Hadrian’s Wall fortress has been long seen a symbol of Roman military might for centuries now, but recent discoveries made by researchers at the historic site that it might have had a history of domestic residence.
The discovery at the wall were the remains of a woman and a five-year old child, presumably a mother and her offspring, which challenges the common perception that Hadrian’s Wall was a strictly military site. The two civvies were discovered in Roman cremation urns, which will soon be displayed as part of an English Heritage project totaling to £1.8 million.
The English Heritage project is aimed at giving life to the stories of the men, women and children that lived in the Roman Empire’s northwestern frontier. Part of the project will put infant feeding bottles, the remnants of dolls, and other household items uncovered at the site.
The urns were discovered back in 2009 during a cemetery excavation, a rare endeavor, and will be going on display near the discovery site, in Birdoswald Roman Fort, in Cumbria.
Medical analysis of the remains, specifically the dentals, suggest that the child, gender indeterminate, was about five years old, whilst the woman was somewhere in her 20s or 30s. Experts believe that the bodies, believed to come from around the Third Century AD, being in such close proximity to each other was no accident, a sign of their relation to each other. Goods found with the remains in the urn include a section of chainmail from armor, which has the archaeology team wondering why an item usually used to mark the site of a male burial.
Curator for English Heritage’s Roman Collections, Frances McIntosh says that Hadrian’s Wall wasn’t just a military installation, but also a thriving locale of residential life. According to him, even though Roman soldiers weren’t permitted official matrimony until 197AD, it was common for superiors to ignore the regulation, and many families lived there, alongside the civilians that took residence in the fort in order to service the site better.
He says that the discovery of these remains is fascinating, and leaves many questions, including their relations, and the reason as to why the woman was buried with armor. He adds that the biggest thing is that it reminds the world of how rich and diverse the lives of the people were in Hadrian’s Wall.

- RECORDS SHOWN:
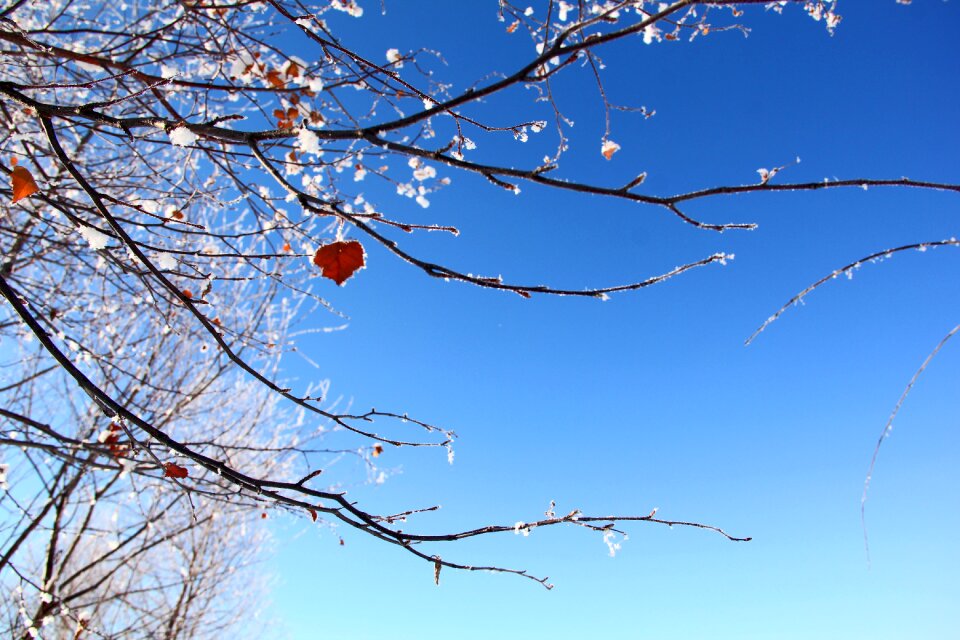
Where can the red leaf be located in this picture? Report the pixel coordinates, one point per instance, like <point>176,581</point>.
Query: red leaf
<point>23,183</point>
<point>273,77</point>
<point>339,260</point>
<point>172,470</point>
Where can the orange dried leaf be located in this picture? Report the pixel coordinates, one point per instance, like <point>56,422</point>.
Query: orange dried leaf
<point>173,470</point>
<point>23,183</point>
<point>339,260</point>
<point>273,77</point>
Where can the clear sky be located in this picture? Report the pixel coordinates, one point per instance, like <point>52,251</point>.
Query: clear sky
<point>651,399</point>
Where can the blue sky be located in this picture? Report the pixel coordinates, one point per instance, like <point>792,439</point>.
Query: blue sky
<point>651,399</point>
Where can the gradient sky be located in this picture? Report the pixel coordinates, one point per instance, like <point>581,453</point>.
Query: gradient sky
<point>651,399</point>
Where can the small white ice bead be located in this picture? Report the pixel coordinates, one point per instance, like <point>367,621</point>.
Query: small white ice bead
<point>182,136</point>
<point>96,239</point>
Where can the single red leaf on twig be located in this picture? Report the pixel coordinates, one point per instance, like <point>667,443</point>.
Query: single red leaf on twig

- THE PROBLEM:
From the Hadrian's Wall article above, return verbatim the part that opens with "Medical analysis of" and closes with "a male burial.".

- RESULT OF THE TASK:
Medical analysis of the remains, specifically the dentals, suggest that the child, gender indeterminate, was about five years old, whilst the woman was somewhere in her 20s or 30s. Experts believe that the bodies, believed to come from around the Third Century AD, being in such close proximity to each other was no accident, a sign of their relation to each other. Goods found with the remains in the urn include a section of chainmail from armor, which has the archaeology team wondering why an item usually used to mark the site of a male burial.